# Your assignment
Reproduce, with no alteration, the span of lines that begins at the line containing "Locate every instance of the man's nose" and ends at the last line of the records, both ends included, and nothing else.

# Working data
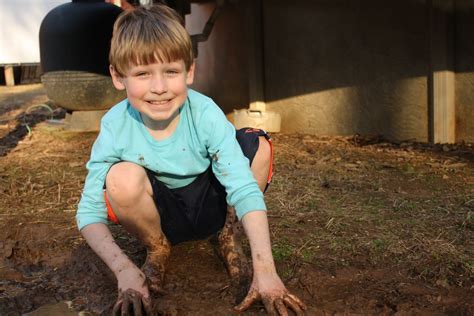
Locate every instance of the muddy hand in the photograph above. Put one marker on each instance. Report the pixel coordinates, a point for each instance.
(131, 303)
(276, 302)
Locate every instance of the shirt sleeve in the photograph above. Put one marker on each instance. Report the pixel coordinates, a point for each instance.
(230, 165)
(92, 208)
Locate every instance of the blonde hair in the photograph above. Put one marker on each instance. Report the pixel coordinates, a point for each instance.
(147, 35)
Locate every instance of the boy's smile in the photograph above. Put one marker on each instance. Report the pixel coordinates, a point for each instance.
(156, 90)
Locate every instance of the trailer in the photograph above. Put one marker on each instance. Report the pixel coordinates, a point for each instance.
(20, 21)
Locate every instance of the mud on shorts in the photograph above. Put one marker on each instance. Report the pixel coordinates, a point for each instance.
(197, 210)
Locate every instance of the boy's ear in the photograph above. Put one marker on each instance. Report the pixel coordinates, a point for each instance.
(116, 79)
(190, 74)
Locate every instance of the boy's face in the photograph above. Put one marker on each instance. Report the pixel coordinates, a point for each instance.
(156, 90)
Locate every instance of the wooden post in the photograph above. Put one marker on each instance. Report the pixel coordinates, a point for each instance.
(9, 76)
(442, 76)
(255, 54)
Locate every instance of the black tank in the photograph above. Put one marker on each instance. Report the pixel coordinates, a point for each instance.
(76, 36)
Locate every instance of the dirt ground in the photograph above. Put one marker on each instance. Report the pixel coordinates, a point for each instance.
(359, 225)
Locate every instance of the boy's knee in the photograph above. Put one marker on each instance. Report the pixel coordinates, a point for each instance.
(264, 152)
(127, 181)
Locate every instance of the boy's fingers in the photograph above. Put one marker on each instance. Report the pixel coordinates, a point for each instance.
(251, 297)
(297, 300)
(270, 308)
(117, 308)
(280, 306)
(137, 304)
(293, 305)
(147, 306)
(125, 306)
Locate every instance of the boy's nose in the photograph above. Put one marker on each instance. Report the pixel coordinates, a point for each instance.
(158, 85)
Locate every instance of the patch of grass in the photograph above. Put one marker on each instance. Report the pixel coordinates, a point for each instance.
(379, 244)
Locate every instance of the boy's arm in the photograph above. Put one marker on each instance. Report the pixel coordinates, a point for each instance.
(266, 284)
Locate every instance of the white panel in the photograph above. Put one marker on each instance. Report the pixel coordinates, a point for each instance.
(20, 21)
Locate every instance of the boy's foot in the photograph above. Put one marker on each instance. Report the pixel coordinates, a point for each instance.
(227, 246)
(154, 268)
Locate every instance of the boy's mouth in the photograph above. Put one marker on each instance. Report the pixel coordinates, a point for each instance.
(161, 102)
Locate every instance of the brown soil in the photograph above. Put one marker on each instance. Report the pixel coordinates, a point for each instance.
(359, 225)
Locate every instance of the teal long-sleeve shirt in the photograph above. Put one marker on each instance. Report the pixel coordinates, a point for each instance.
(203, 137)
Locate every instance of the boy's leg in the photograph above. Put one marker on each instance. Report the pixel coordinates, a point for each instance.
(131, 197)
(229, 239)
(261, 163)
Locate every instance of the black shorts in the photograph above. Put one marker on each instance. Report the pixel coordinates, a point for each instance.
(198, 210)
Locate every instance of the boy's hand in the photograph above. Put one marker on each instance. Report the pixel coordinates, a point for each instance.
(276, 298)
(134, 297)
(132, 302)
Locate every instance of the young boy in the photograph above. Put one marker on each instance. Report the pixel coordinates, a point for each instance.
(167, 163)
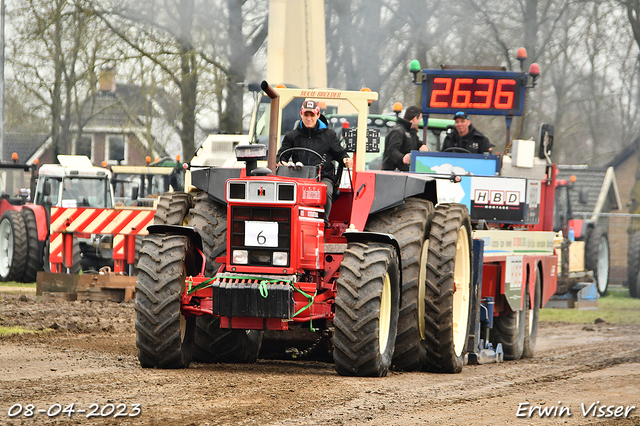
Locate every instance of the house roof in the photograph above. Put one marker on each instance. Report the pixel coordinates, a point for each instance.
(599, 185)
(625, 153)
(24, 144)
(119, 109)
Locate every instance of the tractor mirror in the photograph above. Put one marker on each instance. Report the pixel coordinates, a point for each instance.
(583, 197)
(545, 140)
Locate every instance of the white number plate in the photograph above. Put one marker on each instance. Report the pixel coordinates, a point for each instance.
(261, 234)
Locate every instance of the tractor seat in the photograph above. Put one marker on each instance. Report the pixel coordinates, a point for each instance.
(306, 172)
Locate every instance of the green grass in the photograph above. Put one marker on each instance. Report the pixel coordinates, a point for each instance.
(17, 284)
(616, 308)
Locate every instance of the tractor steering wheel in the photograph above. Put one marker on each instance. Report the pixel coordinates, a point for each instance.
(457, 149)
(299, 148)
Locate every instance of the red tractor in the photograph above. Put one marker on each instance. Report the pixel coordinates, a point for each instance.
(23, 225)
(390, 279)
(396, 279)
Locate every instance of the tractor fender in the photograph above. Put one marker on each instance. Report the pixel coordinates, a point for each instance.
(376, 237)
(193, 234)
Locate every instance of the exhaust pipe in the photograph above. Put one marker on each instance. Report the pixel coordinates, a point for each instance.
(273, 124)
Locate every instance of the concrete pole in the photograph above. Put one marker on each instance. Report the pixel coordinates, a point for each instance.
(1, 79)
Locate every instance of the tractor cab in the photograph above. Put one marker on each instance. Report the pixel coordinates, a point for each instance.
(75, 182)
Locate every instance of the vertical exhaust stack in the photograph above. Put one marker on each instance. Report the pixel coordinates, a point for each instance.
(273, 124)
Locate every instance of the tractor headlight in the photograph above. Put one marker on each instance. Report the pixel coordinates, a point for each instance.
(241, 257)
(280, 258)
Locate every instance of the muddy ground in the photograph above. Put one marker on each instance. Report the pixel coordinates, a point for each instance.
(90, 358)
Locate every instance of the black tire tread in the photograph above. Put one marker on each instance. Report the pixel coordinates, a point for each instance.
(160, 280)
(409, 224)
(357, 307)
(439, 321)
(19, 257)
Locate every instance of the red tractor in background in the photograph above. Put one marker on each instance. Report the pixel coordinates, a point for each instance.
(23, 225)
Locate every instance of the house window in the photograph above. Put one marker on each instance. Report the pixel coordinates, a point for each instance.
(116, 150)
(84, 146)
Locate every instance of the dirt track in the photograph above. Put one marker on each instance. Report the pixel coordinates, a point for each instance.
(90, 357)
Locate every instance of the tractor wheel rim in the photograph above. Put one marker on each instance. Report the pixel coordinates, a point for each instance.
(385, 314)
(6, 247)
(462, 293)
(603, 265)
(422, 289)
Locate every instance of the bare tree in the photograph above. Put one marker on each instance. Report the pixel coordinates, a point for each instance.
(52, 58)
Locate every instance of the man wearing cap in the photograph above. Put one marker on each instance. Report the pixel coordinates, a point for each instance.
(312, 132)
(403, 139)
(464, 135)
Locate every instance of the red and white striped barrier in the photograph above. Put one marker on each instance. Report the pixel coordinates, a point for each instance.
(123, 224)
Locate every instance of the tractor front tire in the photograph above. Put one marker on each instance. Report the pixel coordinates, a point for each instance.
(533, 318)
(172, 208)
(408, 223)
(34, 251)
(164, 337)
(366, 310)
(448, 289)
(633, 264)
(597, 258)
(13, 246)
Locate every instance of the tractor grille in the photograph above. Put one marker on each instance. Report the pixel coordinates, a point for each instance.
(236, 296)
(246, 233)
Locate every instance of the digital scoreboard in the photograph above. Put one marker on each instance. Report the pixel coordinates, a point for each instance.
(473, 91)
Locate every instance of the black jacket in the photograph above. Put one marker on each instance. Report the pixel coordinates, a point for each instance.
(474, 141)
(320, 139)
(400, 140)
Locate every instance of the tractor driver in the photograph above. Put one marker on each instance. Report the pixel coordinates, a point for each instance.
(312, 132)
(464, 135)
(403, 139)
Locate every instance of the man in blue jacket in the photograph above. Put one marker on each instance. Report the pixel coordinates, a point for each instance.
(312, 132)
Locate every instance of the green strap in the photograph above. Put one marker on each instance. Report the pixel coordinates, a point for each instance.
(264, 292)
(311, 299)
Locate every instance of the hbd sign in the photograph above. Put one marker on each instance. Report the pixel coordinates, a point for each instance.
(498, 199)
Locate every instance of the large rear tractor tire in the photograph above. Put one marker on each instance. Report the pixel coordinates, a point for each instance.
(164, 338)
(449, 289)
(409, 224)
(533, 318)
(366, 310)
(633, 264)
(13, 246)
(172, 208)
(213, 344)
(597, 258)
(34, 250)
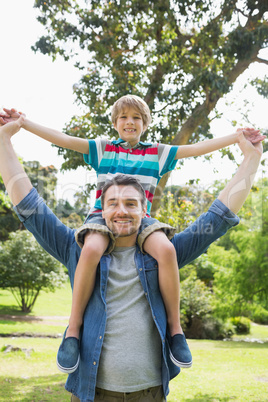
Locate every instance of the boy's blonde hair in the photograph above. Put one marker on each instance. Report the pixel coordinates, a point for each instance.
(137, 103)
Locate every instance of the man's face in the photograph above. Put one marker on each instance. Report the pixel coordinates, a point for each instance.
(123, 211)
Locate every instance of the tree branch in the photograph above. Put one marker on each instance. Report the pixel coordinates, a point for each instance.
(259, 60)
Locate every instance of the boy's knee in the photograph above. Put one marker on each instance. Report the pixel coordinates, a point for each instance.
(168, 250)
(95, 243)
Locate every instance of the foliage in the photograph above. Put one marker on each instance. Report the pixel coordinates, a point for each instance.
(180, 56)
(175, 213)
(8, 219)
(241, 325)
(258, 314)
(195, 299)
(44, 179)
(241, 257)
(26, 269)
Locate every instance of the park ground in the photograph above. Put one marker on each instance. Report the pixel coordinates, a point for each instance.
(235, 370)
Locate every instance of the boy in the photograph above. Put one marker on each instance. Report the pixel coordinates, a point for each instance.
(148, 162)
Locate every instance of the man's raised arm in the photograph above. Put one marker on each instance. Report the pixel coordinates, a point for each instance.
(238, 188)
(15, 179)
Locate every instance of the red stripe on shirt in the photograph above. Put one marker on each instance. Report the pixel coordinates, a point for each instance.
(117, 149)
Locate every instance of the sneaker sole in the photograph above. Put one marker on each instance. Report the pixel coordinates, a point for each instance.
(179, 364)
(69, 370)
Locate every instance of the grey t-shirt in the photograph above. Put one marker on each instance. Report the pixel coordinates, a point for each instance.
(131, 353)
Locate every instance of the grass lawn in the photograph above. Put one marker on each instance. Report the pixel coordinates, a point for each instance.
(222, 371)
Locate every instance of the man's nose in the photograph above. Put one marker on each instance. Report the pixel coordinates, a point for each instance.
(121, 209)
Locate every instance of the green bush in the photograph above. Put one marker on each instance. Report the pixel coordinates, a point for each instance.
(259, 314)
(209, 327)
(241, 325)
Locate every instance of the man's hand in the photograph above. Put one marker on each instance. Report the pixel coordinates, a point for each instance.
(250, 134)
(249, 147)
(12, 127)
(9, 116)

# Expected output
Locate every instance of the man's nose in the photograph above. Put one marker on each instance. Report the pixel coordinates, a point for each instance.
(121, 209)
Locate every instance of the green bush in the photograph above. Put one marker on each instance. Report the pixel coordinates, a point for each instance.
(259, 314)
(209, 327)
(241, 325)
Locate every instance of the man's hand in the photograph above. Put one marker on each instance. Report the pixel coordinates, a point for each instance.
(250, 134)
(249, 147)
(12, 127)
(9, 116)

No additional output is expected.